Task description: Filter the records and copy out each line that holds the word "armrest".

%%

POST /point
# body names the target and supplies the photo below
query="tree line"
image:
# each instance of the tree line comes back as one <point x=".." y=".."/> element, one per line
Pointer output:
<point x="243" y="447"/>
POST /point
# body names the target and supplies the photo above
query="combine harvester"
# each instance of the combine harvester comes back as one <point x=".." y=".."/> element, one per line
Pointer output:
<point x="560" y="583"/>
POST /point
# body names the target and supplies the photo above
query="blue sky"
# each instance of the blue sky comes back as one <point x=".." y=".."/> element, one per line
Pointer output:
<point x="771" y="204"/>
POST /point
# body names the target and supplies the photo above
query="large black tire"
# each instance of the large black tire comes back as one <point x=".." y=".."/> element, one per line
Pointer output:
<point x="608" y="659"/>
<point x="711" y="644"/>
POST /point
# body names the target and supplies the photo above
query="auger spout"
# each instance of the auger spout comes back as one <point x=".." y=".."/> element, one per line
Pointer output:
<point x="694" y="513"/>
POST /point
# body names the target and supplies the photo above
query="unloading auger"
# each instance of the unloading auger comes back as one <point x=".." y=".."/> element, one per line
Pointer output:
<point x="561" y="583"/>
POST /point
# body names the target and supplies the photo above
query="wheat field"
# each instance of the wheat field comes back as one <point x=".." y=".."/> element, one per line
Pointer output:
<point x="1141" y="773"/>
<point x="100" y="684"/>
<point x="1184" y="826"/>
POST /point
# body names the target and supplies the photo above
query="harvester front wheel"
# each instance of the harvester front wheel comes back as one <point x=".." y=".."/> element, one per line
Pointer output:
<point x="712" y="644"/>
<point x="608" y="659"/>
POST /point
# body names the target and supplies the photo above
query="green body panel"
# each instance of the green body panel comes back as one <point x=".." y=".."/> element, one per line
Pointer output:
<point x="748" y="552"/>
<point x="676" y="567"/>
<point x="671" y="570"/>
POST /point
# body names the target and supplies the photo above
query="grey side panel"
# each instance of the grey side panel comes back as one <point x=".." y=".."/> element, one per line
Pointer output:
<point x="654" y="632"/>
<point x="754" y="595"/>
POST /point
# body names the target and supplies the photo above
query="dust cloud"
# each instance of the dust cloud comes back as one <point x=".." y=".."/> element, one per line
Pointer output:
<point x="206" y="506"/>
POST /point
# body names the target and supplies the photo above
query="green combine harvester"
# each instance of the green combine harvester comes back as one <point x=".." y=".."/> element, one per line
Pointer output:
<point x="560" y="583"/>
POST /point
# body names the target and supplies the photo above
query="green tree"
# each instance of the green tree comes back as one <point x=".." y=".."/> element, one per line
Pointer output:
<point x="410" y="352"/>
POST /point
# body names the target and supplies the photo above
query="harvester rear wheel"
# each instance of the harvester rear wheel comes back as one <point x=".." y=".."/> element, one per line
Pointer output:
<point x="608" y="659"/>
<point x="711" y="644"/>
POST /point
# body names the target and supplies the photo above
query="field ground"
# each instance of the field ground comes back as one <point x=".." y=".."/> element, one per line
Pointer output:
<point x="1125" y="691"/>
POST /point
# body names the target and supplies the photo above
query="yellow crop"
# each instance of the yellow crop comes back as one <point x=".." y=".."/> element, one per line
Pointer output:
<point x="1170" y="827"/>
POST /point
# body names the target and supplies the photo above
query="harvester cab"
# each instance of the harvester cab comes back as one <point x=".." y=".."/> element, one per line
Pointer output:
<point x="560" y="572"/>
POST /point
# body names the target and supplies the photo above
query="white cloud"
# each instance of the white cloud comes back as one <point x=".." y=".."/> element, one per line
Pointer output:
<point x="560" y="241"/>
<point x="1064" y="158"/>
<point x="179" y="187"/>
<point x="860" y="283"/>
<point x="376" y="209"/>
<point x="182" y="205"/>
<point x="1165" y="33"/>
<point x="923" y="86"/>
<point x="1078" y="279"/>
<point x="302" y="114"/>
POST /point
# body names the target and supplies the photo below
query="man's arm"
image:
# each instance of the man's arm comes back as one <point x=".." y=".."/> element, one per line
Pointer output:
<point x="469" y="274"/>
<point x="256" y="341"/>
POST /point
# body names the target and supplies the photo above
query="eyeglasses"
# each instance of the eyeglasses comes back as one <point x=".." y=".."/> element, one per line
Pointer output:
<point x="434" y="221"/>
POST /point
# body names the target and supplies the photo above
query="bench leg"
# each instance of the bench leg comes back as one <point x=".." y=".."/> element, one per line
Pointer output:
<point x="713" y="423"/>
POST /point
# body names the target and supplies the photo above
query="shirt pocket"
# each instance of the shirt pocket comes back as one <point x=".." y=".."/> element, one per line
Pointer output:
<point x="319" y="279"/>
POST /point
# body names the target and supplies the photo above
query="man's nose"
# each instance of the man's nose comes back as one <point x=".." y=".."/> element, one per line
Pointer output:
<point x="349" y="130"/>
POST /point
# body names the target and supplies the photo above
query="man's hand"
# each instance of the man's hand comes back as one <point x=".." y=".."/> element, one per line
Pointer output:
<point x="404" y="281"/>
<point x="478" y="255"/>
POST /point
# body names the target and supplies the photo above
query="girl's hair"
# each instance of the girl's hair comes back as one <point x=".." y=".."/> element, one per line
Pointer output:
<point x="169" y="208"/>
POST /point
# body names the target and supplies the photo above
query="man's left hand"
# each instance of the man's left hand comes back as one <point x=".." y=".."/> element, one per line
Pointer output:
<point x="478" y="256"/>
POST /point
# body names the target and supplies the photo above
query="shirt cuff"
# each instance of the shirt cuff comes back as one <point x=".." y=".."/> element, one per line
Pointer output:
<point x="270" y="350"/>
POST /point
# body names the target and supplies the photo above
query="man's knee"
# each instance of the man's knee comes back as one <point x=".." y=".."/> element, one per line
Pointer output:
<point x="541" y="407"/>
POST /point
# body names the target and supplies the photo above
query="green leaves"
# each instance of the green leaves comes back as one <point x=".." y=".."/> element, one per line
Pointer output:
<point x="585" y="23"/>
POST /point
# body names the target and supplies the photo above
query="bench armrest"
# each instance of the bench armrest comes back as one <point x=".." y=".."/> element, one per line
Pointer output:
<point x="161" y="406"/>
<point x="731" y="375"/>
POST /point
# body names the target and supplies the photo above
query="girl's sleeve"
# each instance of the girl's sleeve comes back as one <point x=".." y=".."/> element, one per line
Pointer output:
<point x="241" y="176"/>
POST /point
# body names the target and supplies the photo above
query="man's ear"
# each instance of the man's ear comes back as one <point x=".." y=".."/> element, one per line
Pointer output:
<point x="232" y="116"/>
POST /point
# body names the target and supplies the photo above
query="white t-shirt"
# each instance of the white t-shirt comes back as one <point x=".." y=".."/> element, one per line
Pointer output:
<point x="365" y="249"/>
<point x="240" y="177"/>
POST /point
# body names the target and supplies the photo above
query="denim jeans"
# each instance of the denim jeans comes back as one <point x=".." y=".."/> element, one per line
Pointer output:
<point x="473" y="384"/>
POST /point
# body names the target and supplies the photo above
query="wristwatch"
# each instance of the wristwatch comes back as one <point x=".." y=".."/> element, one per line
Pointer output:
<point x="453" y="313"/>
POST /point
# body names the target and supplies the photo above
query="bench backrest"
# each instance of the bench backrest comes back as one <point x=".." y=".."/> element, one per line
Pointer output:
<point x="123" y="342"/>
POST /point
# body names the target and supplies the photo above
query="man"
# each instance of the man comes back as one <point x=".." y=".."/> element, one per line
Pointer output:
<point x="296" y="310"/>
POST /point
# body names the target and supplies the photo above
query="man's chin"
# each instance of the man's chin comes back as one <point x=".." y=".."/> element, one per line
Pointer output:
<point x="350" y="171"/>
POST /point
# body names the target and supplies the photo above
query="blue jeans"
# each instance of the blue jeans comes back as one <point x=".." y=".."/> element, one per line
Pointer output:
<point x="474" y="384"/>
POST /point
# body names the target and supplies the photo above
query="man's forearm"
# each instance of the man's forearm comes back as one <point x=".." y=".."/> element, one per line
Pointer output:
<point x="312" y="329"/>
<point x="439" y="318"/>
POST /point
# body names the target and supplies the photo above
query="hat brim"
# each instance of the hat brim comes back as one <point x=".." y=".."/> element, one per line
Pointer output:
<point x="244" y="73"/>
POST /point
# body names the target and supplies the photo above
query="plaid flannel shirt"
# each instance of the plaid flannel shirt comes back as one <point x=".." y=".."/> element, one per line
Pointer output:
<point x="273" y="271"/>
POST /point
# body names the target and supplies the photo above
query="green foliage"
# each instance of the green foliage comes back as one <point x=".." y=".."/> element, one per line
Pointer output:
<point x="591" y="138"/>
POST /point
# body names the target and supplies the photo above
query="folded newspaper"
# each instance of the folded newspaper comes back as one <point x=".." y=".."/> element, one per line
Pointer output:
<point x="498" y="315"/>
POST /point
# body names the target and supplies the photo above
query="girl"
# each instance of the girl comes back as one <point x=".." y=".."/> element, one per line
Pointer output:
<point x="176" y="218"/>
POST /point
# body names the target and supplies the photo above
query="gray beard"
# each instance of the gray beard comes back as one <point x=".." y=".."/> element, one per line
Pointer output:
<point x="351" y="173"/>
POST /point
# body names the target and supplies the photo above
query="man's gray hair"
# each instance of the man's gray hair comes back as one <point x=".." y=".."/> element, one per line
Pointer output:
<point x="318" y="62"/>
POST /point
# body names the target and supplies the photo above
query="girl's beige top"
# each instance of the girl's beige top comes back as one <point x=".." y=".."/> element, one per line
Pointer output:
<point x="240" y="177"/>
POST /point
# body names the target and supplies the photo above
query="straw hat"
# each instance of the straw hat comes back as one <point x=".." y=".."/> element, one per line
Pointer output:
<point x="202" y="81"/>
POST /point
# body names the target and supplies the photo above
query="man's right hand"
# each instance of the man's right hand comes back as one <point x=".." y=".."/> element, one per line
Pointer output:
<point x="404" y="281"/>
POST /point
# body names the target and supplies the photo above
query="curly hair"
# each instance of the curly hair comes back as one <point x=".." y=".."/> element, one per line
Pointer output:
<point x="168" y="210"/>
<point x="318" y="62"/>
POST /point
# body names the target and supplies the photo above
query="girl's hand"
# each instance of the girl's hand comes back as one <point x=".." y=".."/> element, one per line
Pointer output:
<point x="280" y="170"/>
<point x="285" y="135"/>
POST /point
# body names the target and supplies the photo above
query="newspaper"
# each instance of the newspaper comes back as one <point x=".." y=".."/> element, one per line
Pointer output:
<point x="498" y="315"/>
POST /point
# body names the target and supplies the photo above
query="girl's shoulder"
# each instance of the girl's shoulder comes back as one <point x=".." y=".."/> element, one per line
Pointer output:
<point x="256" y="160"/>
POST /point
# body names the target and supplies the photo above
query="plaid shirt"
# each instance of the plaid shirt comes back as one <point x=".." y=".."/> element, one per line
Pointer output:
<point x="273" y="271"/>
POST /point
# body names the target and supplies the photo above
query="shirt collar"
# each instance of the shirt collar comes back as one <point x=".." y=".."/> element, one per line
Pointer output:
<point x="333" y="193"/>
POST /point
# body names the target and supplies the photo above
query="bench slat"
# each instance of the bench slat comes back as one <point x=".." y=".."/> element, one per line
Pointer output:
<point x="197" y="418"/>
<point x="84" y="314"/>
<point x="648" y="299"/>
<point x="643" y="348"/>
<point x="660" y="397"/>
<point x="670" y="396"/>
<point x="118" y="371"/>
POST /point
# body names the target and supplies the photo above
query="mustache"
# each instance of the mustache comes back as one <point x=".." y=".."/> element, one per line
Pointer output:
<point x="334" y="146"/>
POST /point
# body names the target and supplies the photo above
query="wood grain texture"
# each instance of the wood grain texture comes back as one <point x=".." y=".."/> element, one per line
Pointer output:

%%

Task response:
query="bench armrest"
# each instance of the bench armrest comes back as one <point x=".." y=".."/> element, one per line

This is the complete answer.